*** Entries shown ***

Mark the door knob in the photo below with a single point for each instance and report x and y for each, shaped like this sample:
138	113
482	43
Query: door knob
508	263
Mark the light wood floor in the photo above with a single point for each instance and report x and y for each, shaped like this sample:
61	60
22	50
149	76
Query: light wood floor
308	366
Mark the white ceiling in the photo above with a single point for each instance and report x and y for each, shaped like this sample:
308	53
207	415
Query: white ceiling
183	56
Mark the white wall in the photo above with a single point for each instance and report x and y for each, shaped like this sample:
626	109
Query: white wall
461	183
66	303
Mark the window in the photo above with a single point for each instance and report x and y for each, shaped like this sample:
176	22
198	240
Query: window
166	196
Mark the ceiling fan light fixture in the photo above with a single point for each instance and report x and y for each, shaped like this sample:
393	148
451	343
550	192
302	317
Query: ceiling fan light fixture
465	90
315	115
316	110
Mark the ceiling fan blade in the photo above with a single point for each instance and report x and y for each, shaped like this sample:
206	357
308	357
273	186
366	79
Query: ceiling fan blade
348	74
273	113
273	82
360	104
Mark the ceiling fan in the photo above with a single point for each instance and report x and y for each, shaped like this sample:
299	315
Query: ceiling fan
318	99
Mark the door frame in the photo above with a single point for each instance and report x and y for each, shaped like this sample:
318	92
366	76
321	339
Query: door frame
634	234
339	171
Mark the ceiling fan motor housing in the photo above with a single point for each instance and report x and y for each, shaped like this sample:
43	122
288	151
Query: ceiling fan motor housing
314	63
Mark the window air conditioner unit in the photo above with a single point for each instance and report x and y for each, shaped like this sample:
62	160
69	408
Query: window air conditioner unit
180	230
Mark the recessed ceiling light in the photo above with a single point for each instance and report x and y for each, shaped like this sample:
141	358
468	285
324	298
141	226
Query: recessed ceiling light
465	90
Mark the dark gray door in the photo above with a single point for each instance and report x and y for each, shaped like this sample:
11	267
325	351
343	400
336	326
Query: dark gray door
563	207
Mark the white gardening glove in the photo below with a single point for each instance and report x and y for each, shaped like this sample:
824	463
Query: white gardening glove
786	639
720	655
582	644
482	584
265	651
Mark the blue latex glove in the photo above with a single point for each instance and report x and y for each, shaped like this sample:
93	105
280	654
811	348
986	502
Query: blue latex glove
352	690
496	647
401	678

***

Show each line in the data where the string "below" appears.

Mark the door knob in the photo below with a single point for each instance and report x and y for each, shaped like this sample:
Mark the white gardening glove in the photo below with a single point for each instance and report x and y for each, shaped like this sample:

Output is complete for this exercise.